Exercise: Would it be possible to reproduce every entry exactly, please?

Information shown:
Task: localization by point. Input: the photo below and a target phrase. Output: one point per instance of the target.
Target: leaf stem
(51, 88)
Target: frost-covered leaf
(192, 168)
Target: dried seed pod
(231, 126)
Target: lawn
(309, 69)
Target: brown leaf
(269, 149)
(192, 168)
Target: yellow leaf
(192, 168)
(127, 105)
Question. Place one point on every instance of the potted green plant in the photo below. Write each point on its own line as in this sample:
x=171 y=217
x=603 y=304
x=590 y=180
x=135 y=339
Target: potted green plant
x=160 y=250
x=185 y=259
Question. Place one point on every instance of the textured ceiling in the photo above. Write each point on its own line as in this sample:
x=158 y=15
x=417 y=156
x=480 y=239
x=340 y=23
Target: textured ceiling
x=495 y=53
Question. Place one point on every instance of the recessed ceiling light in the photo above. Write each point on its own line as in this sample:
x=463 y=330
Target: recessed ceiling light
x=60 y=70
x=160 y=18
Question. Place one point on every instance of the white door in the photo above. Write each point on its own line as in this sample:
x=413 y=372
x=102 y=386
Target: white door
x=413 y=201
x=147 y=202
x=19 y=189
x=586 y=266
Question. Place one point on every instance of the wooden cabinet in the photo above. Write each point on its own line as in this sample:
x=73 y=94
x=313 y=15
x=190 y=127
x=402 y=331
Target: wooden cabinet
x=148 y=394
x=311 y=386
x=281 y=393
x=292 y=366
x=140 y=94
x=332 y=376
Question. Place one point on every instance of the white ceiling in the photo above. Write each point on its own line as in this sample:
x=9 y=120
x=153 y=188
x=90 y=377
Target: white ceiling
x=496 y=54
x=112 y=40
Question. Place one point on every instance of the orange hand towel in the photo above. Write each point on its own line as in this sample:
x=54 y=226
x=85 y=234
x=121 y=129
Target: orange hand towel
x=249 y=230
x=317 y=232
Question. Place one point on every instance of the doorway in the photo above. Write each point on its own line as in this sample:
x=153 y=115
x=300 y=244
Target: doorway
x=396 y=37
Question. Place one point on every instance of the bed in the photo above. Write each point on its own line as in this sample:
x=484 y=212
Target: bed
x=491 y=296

Result for this exercise:
Task: localization by point. Input: the photo below and a target phrase. Output: one point per instance of the target.
Target: leaf stem
(51, 88)
Target: frost-covered leaf
(192, 168)
Target: dried seed pod
(231, 126)
Target: lawn
(309, 69)
Target: brown leaf
(269, 149)
(192, 168)
Target: yellow leaf
(192, 168)
(127, 105)
Question. Place one point on every instance of the potted green plant in the photo below. Write each point on its own line as in this sample:
x=171 y=217
x=603 y=304
x=590 y=180
x=135 y=339
Target: potted green plant
x=160 y=250
x=185 y=259
Question. Place one point on every instance of the textured ceiling in the photo above. Write each point on its own line as in this sample:
x=158 y=15
x=417 y=156
x=480 y=239
x=340 y=23
Target: textured ceiling
x=495 y=53
Question. Place one point on every instance of the recessed ceiling light in the photo above. Write each point on its own line as in this sample:
x=463 y=330
Target: recessed ceiling light
x=60 y=70
x=160 y=18
Question. Place one point on every instance of the white door in the photo above. Write each point on its own line as in this sample:
x=413 y=372
x=102 y=386
Target: white door
x=413 y=201
x=147 y=202
x=19 y=189
x=586 y=266
Question. Place one point on every instance of the wooden cabinet in the photo above. Write each point on its own line as in this sample:
x=73 y=94
x=313 y=15
x=190 y=127
x=402 y=331
Target: wooden cabinet
x=148 y=394
x=311 y=386
x=281 y=393
x=292 y=366
x=140 y=94
x=332 y=376
Question. Place one point on every instance of the white ceiling in the photo above. Write each point on its own line as in this sample:
x=9 y=120
x=153 y=188
x=90 y=377
Target: white ceiling
x=496 y=54
x=112 y=40
Question. Place one point on every instance of the orange hand towel in the photo above. Write each point on its own line as in this sample:
x=54 y=226
x=85 y=234
x=121 y=129
Target: orange hand towel
x=249 y=230
x=317 y=232
Question. Place one point on every instance of the doorway in the photo above. Write each point on its own line as in this sample:
x=153 y=115
x=300 y=244
Target: doorway
x=396 y=37
Question. Place one point on every instance of the bed in the photo above. Write each point on its own line as in this sample:
x=484 y=212
Target: bed
x=491 y=296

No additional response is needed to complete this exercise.